> Alıntı Metin
================================
29 Ağustos 1920’de kurulan Buhara Geçici Hükümeti’nde Osman Hoca Maliye Bakanı görevini üstlenmiş, Alim Han Afganistan’a kaçmıştı. Bu arada Buhara’nın doğusunda özerk Şarki Buhara Milli Hükümeti” kurulmuş, başına da Muhtar Vekil olarak Osman Hoca getirilmişti. 
23 Eylül 1921’de Buhara’da yapılan üçüncü kurultayda Cumhurbaşkanı seçilen Osman Hoca 44 yaşındaydı. 
Osman Hoca devletinin devamını sağlamak için Osmanlı İmparatorluğu ile temasa geçti; o sıralar Buhara yakınlarında bulunan Enver Paşa ile görüştü. Rus garnizonuna baskınlar düzenledi. Bu arada Rusya’dan kaçan esir Türk subaylarının yardımı ile çağdaş donanımlı bir ordu kurmaya çalıştı. Anadolu’da Kurtuluş Savaşı veren kardeşlerine 100 milyon Timur altını gönderdi. Osman Hocayı, kısa süreli cumhurbaşkanlığı dönemindeki bir çalışmalarından dolayı, her zaman minnetle ve şükranla anmamız gerekiyor. 
TİMUR’UN ALTINLARI TÜRKİYE CUMHURİYETİ’NİN TEMELİNE HARÇ OLDU
Bilindiği gibi, Kurtuluş Savaşı’nı yürüten Türkiye Büyük Millet Meclisi’nin maddi imkanları çok kısıtlıydı. Emperyalist devletlere karşı açtığı savaşı zaferle taçlandırabilmesi için paraya ve silah ihtiyacı vardı. Gazi Mustafa Kemal Azerbaycan’dan ve Rusya’dan yardım istemek durumunda kalmıştı. Lenin, Gazi’nin bu isteğini Buhara Cumhurbaşkanı Osman Hoca’ya duyurdu. Kaderin çilvesine bakın, 1402’de Osmanlı İmparatorluğu’nu Ankara’da yenip Fetret Devri’ne sokan Timur Han’ın hazinesinin bir kısmı Buhara’da Osman Hoca’nın kontrolündeydi. Bu istek kendisine iletildiğinde, hiç tereddütsüz 100 milyon altın vermeye hazır olduğunu bildirdi. O dönemde bu kadar altın, Ankara’ya, ancak Rusların trenleriyle taşınabilirdi. Osman Hoca Ruslardan aldığı garantiye güvenerek altınları vagonlar yüklerdi. Timur’un altınları önce Moskova’ya, oradan da Ankara’ya gidecektir.
================================
> Gösterilen Malzeme
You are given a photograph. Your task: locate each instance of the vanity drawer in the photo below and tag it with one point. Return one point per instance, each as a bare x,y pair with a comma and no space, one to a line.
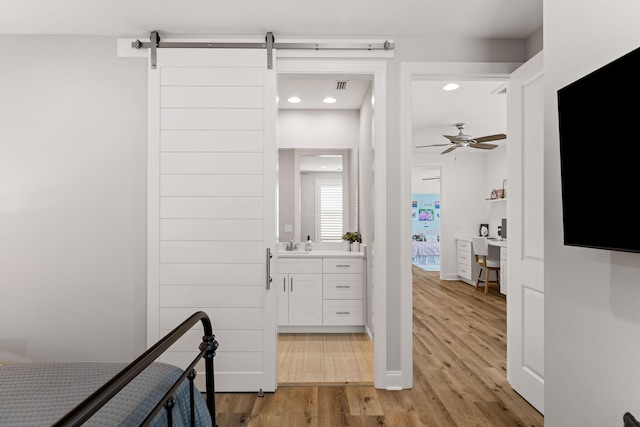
342,286
342,312
464,258
463,271
342,265
300,265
================================
> Verilen Görev 1
Osman Hoca metninde "Osman Hoca devletinin devamını sağlamak için" sözleriyle başlayan paragrafı, temel bilgilerini koruyarak madde listesine dönüştürün.
> Verilen Görev 2
Osman Hoca metnine göre Gazi Mustafa Kemal neden Azerbaycan'dan ve Rusya'dan yardım istemek zorunda kaldı? Bir ila üç cümleyle açıklayın.

> Çözümlü Yanıt 1
- Devletinin devamı için Osmanlı İmparatorluğu ile temas kurdu.
- O sırada Buhara yakınlarında bulunan Enver Paşa ile görüştü.
- Rus garnizonuna baskınlar düzenledi.
- Rusya'dan kaçan esir Türk subaylarının yardımıyla çağdaş donanımlı bir ordu kurmaya çalıştı.
- Anadolu'da Kurtuluş Savaşı verenlere 100 milyon Timur altını gönderdi.
- Kısa süreli cumhurbaşkanlığı dönemindeki bu çalışması nedeniyle minnet ve şükranla anılması gerektiği belirtiliyor.

> Çözümlü Yanıt 2
Kurtuluş Savaşı'nı yürüten Türkiye Büyük Millet Meclisi'nin maddi imkânları çok kısıtlıydı. Emperyalist devletlere karşı açtığı savaşı zaferle taçlandırabilmesi için paraya ve silaha ihtiyacı vardı.